PASSAGE TO READ:
For those of you out there who are hung up on the luxury tax (and I don’t know why you are): Winners don’t care about the luxury tax. They care about winning. Ask the Red Sox, who won the World Series last season and had to pay $11.9 million for going over the limit.

The luxury tax does indeed get more punitive if a team continues to step over that limit. It involves more money and the possibility of losing draft position.

And, again, so what? What does that have to do with the Cubs, a franchise that was worth almost $3 billion in 2018, a franchise whose worth increased 8 percent from the year before?

They won the 2016 World Series and want another championship. If Harper is the superstar he’s expected to be for the next seven years or so, he’ll help keep the Cubs’ competitive window open a long time.

RECORDS SUPPLIED:
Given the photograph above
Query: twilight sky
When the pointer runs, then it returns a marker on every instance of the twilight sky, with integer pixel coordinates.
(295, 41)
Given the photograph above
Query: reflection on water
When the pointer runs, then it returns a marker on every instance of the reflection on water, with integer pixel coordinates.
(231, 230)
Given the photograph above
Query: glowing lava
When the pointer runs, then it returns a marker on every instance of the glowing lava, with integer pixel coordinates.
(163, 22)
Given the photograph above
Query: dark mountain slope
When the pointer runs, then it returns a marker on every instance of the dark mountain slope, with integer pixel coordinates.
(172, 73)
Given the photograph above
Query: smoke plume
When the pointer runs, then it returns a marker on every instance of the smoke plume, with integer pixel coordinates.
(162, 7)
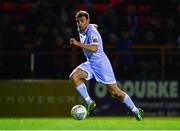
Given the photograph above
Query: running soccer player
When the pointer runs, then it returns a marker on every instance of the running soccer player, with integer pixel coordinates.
(97, 65)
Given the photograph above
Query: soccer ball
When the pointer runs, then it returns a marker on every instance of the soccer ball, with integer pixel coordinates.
(79, 112)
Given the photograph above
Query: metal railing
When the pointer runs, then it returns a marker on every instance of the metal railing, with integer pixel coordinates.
(163, 60)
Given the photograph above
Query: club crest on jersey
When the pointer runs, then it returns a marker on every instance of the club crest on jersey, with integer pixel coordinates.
(94, 38)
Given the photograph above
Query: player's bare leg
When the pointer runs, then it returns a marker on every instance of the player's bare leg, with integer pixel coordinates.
(77, 77)
(122, 96)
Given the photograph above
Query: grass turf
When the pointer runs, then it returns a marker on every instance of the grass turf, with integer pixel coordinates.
(91, 123)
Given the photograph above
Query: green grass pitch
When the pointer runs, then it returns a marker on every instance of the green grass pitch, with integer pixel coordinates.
(91, 123)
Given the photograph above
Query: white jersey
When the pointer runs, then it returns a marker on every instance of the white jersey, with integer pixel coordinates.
(97, 64)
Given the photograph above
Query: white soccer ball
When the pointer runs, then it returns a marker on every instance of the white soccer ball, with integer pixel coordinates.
(79, 112)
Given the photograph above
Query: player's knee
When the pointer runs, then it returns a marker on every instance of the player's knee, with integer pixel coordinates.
(116, 94)
(74, 77)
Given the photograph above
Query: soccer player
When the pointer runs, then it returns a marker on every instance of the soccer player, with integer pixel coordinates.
(97, 65)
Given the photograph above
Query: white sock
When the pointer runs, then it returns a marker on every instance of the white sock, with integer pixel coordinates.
(82, 90)
(129, 103)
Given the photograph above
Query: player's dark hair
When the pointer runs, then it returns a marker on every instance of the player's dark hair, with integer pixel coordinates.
(82, 13)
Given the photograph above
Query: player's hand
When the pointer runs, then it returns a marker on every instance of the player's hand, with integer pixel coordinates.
(73, 41)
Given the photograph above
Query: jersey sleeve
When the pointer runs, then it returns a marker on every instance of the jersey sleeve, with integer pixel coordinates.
(93, 38)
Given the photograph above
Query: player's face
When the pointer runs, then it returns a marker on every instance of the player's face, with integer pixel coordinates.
(82, 23)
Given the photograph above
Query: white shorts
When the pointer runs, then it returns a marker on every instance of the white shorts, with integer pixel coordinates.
(101, 71)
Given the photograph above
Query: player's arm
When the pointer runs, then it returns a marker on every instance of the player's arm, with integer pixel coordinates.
(89, 47)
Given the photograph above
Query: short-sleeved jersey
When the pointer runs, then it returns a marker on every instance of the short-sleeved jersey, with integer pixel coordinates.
(97, 64)
(92, 36)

SET TASK 1: According to the luxury tax passage, how much did the Red Sox have to pay for going over the limit?
SET TASK 2: Rewrite the part of the luxury tax passage that opens with the words "The luxury tax does" and closes with "a long time.", changing "punitive" to "costly".
SET TASK 3: Write what comes next in the luxury tax passage, starting right after its last sentence.

RESPONSE 1: $11.9 million

RESPONSE 2:
The luxury tax does indeed get more costly if a team continues to step over that limit. It involves more money and the possibility of losing draft position.

And, again, so what? What does that have to do with the Cubs, a franchise that was worth almost $3 billion in 2018, a franchise whose worth increased 8 percent from the year before?

They won the 2016 World Series and want another championship. If Harper is the superstar he’s expected to be for the next seven years or so, he’ll help keep the Cubs’ competitive window open a long time.

RESPONSE 3:
They had a fine team in 2018, winning 95 games but not coming close to their goal of winning another World Series. They’ve stood pat this offseason, while their National League rivals have spent money in the hopes of getting better. The latest to strike were the Brewers, who signed Dodgers catcher Yasmani Grandal to a one-year deal worth $18.25 million.

“Improvement from within’’ is the Cubs’ mantra heading into spring training. Maybe it will work. The Cubs still have a lot of talent. But if there isn’t improvement, blame it on Winter Storm Ricketts. And prepare to bundle up in August.